**DOCUMENT SEGMENT:**
>> START

# to cam or not to cam



## Mayhem5417 (Oct 18, 2009)

im a new GTO driver with some light mod: exhaust, headers and CAI,,i was contemplating whether to get a cam installed,,,im getting 16.5mpg and was wondering how much would it drop with a cam,,im not a street racer but i do like that power,,,also around how much horsepower would i gain from it,,,thanks


----------



## 87GN06GTO07IRL (Aug 10, 2009)

Mayhem5417 said:


> im a new GTO driver with some light mod: exhaust, headers and CAI,,i was contemplating whether to get a cam installed,,,im getting 16.5mpg and was wondering how much would it drop with a cam,,im not a street racer but i do like that power,,,also around how much horsepower would i gain from it,,,thanks


Grab a cam you ll love it. Thats some bad mileage your getting. the mileage is up to you depending if you keep your foot out of it or not. the power will depend on the size of the cam you get.


----------



## LOWET (Oct 21, 2007)

Mayhem5417 said:


> im a new GTO driver with some light mod: exhaust, headers and CAI,,i was contemplating whether to get a cam installed,,,im getting 16.5mpg and was wondering how much would it drop with a cam,,im not a street racer but i do like that power,,,also around how much horsepower would i gain from it,,,thanks


A good cam will really wake up your motor and you don't need a massive cam to make great power. Expect to gain 40 HP or more depending on the cam you pick and the tuner that you use.

As far as your gas mileage. If that is your average for mixed driving, it's not too bad. I get 24.5 Hiway and around 16 city, My car is cammed, Supercharged, full exhaust, intake manifold and a few other items


----------



## Mayhem5417 (Oct 18, 2009)

if you car is getting that mpg than i guess there is hope for me yet lol,,i think i well get a cam eventually and the reason why my mpg is low is cause i usually drive city,,i wonder how much it would cost to have the cam isntalled


----------



## Poncho Dan (Jun 30, 2009)

A cam plus those mods listed in the OP _should_ put you at least at 400rwhp. Power past that point will depend on what kind of cam you choose or how good your custom cam guy is though.


----------



## svede1212 (Nov 1, 2005)

Poncho Dan said:


> A cam plus those mods listed in the OP _should_ put you at least at 400rwhp. Power past that point will depend on what kind of cam you choose or how good your custom cam guy is though.


 i take it you're assuming he has a LS2. with a LS1 it's possible to hit 400 rwhp but it takes a good cam, manual and a good tune to get there. i'm not sure why a lot of people posting on this board don't list their year or if it's an auto or manual. it would make a lot of discussions easier to advise. to the OP a cam is a very worthy mod.


----------



## Mayhem5417 (Oct 18, 2009)

its an 05 automatic


----------



## LOWET (Oct 21, 2007)

Mayhem5417 said:


> its an 05 automatic


If you install a cam on a automatic [ A/4 ] GTO, you will also need to have a torque converter installed.

>> END

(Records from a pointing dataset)
>> START

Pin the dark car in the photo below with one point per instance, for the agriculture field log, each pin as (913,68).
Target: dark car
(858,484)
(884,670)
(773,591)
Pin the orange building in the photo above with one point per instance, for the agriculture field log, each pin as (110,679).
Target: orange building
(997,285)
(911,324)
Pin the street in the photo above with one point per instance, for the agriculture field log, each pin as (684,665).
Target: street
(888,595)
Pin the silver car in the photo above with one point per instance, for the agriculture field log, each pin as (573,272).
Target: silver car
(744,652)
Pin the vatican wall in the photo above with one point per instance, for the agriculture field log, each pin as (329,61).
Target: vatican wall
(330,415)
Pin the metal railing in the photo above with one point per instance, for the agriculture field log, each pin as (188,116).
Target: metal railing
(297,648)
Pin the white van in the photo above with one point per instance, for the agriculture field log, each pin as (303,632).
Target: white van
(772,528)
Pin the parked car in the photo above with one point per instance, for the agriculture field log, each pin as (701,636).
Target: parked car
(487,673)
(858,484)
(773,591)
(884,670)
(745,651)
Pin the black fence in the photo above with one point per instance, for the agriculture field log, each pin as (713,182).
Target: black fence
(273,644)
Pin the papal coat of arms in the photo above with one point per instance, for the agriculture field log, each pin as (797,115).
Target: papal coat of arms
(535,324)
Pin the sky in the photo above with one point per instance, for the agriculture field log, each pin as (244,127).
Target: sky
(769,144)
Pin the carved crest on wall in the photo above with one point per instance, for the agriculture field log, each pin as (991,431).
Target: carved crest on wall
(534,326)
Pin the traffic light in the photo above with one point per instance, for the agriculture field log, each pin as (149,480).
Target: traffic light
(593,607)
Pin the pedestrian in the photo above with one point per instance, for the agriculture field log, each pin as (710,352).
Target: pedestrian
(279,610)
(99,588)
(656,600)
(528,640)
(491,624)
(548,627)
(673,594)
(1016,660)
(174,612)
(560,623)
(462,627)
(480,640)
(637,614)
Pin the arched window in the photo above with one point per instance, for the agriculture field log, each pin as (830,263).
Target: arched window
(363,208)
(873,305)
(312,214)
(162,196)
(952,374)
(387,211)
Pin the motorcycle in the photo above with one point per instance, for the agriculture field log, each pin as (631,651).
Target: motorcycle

>> END

**TASKS FOR THIS EXERCISE:**
(a) In the forum thread about adding a cam to a GTO, how much horsepower does LOWET say to expect from a good cam?
(b) Extend the forum thread about adding a cam to a GTO, picking up after its last post.
These records come from a different source than the text.

**EXPECTED RESULTS:**
(a) 40 HP or more, depending on the cam chosen and the tuner used.

(b)
----------



## svede1212 (Nov 1, 2005)

LOWET said:


> If you install a cam on a automatic [ A/4 ] GTO, you will also need to have a torque converter installed.


he's right about the converter. the higher stall converter will affect your mileage too and if you can't do the work yourself a cam, peripherals for it, stall and necessary tune will set you back a couple of grand but it would make the car a beast.


----------



## Mayhem5417 (Oct 18, 2009)

so a higher stall converter will lower the mpg?? ive never been to the strip but with the mods i have and the mods you just listed (cam and peripherals for it, and tune) what ET should i be looking at at,,,cause i wanna beat my friends C6 stock vette and at the same time get at least 15 mpg


----------



## LOWET (Oct 21, 2007)

Mayhem5417 said:


> so a higher stall converter will lower the mpg?? ive never been to the strip but with the mods i have and the mods you just listed (cam and peripherals for it, and tune) what ET should i be looking at at,,,cause i wanna beat my friends C6 stock vette and at the same time get at least 15 mpg


With a converter your hiway MPGs will not change much but your MPGs in city driving will drop off. Make sure you pick a converter that will work well with the cam you install. Too big or Too small will really hurt your performance. I don't race and I have a 3600 RPM stall. Seems to be fine for my application.

As far as beating your friends C6. They are at a big weight advantage. If you gain another 40 plus HP. It will make it a tighter race.


----------



## brandoncasey2002 (Sep 26, 2018)

Texas speed 228r Cam, LS1 with full headers, cat delete.

you'll love it.


----------



## HP11 (Apr 11, 2009)

These are 3 serious zombie threads you have posted to. Most, if not all of the members in them likely haven't been here in years. You sould have just posted your own new thread......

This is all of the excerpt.